#### [Complete the following]
• A. In the passage about a couple's first fertility appointment, what is the doctor called?
• B. Please continue the passage about a couple's first fertility appointment, picking up after its final sentence.

____ Selected passage

Firsts. First skinned-knee. First crush. First kiss. First time you go to the doctor to discuss how to create your family –yeah, not everyone has to do that.
I remember that first appointment with Dr. C. She was patient and listened. She gave some advice. I look back at us – we were so sure it would be easy and we would get pregnant quickly. I suppose we were cute that day in her office talking about how funny it would be if Tere was “Fertile Myrtle”, got pregnant on the first go and had twins. I’m sure she thought it was sweet that we had no clue. And although I remember her telling us that we shouldn’t waste any time, she let us live in that world, slightly oblivious. What else could she do? We were pretty determined – isn’t everyone at the beginning of a new journey? I suppose we were a little crazy.

________
____ Dataset extract

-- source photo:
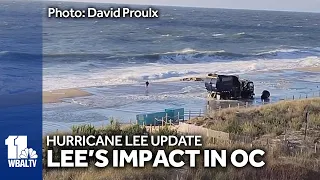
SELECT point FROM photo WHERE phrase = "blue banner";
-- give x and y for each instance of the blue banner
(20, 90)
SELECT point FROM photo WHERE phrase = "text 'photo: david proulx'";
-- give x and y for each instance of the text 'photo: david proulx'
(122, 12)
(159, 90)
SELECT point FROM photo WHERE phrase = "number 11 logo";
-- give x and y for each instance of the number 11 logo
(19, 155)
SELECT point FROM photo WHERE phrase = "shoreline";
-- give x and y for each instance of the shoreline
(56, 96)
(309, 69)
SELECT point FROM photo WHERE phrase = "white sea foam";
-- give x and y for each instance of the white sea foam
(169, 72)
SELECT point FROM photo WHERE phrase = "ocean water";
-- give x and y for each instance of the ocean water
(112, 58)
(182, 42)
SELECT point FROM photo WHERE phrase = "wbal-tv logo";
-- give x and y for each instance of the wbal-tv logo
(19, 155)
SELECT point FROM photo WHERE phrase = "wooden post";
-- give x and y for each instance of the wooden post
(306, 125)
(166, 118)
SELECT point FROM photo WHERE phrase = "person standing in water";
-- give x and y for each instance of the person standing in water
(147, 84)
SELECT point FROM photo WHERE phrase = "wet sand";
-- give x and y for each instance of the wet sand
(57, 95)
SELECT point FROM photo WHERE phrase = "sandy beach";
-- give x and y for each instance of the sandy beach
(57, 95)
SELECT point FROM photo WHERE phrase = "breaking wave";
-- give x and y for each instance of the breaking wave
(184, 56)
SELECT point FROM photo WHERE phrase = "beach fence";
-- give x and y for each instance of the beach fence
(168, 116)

________
____ Dataset extract

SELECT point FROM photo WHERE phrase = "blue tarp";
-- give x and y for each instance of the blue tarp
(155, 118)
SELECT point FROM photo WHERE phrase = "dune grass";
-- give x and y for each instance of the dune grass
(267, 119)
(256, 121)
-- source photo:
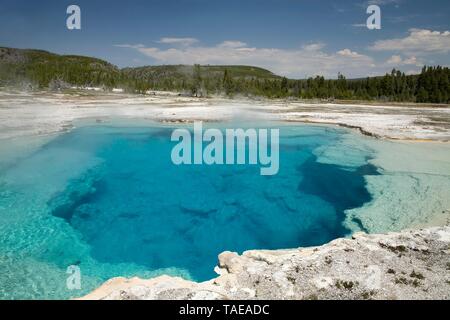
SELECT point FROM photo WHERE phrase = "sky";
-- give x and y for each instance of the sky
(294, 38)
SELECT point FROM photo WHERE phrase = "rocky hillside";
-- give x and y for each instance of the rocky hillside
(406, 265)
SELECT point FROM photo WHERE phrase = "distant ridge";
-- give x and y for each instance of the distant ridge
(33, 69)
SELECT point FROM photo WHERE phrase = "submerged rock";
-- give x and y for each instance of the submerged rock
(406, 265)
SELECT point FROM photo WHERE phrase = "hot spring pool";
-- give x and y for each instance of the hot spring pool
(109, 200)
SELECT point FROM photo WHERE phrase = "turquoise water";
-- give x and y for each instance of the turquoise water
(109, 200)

________
____ Dataset extract

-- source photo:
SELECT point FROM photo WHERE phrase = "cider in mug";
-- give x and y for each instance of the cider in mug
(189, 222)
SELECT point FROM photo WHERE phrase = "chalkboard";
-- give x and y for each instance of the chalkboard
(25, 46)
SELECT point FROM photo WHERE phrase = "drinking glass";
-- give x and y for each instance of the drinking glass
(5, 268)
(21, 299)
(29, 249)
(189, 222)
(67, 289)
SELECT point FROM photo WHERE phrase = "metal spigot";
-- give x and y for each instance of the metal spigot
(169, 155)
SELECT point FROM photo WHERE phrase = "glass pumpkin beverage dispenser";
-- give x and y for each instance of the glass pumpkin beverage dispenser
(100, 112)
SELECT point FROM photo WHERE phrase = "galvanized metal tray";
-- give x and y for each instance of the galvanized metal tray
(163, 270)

________

#### [Answers by item number]
• A. Dr. C

• B.
The reality was that Tere was 43 years old – that’s called Advanced Maternal Age in doctor lingo – and the chances of her getting pregnant were very slim. But we were clueless and happy to be on the baby-making path. So off we went to CVS to decide if we really needed a fertility monitor or not. We got one and I highly recommend it – so much easier. We opened an account at the Cryobank and bought a couple vials of our donor.
On a side note, do you know what the going rate is for sperm? $425 and up! Who knew? Dr. C had recommended the California Cryobank and mentioned that a lot of the donors are UCLA graduate students trying to pay their way through school. I kind of liked the idea of helping out a struggling, smart, strapping UCLA student!
A few weeks later, we were getting ready for work when Tere let me know that, according to the fertility monitor, she had “peaked”. You’d have thought we had just found out we were ACTUALLY pregnant, we were so excited. We called Dr. C. She told us to get our vials and come in to the office. The Cryobank didn’t open until 9:00am or so and it takes awhile for them to process the order, get the vials in the tanks, and ready for transport. There was no way this was going to happen before my 8:30am work day.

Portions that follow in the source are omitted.